--- START DATA FOR THIS TASK ---

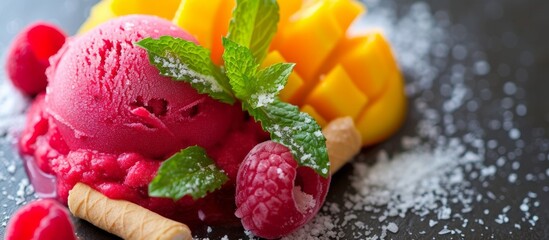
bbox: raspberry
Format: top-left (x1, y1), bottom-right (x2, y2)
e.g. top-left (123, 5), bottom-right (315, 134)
top-left (6, 22), bottom-right (67, 95)
top-left (235, 141), bottom-right (330, 238)
top-left (211, 131), bottom-right (258, 183)
top-left (5, 199), bottom-right (76, 240)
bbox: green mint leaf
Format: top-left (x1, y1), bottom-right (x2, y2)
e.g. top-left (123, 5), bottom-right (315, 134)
top-left (149, 146), bottom-right (229, 201)
top-left (223, 39), bottom-right (330, 177)
top-left (227, 0), bottom-right (280, 63)
top-left (247, 99), bottom-right (330, 177)
top-left (223, 38), bottom-right (295, 108)
top-left (223, 38), bottom-right (259, 100)
top-left (254, 63), bottom-right (295, 108)
top-left (136, 36), bottom-right (235, 104)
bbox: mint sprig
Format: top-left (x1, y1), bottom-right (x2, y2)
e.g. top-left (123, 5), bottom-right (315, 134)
top-left (136, 36), bottom-right (235, 104)
top-left (227, 0), bottom-right (280, 63)
top-left (149, 146), bottom-right (229, 201)
top-left (223, 39), bottom-right (330, 177)
top-left (141, 0), bottom-right (330, 200)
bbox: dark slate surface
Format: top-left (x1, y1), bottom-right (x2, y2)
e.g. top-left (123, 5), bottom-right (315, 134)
top-left (0, 0), bottom-right (549, 239)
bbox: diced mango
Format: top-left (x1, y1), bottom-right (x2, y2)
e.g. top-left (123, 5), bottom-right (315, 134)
top-left (305, 65), bottom-right (368, 121)
top-left (321, 31), bottom-right (399, 99)
top-left (271, 0), bottom-right (303, 49)
top-left (300, 105), bottom-right (328, 127)
top-left (173, 0), bottom-right (227, 49)
top-left (208, 0), bottom-right (236, 65)
top-left (173, 0), bottom-right (236, 64)
top-left (112, 0), bottom-right (181, 20)
top-left (78, 0), bottom-right (181, 33)
top-left (261, 51), bottom-right (303, 103)
top-left (324, 0), bottom-right (366, 29)
top-left (355, 69), bottom-right (407, 146)
top-left (78, 0), bottom-right (116, 33)
top-left (277, 1), bottom-right (345, 82)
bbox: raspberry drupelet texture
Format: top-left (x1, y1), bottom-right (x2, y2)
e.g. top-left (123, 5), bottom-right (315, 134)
top-left (235, 141), bottom-right (330, 238)
top-left (6, 22), bottom-right (67, 95)
top-left (5, 199), bottom-right (76, 240)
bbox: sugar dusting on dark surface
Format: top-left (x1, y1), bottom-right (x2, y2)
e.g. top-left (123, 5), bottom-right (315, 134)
top-left (0, 0), bottom-right (549, 239)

--- END DATA FOR THIS TASK ---

Copy out the data above word for word, everything from the line containing "bbox: raspberry drupelet texture" down to the very end.

bbox: raspberry drupelet texture
Format: top-left (x1, y1), bottom-right (x2, y2)
e.g. top-left (123, 5), bottom-right (315, 134)
top-left (235, 141), bottom-right (330, 238)
top-left (6, 22), bottom-right (67, 95)
top-left (5, 199), bottom-right (76, 240)
bbox: sugar dusting on dark surface
Format: top-left (x1, y1), bottom-right (x2, y2)
e.g. top-left (123, 5), bottom-right (315, 134)
top-left (0, 0), bottom-right (549, 239)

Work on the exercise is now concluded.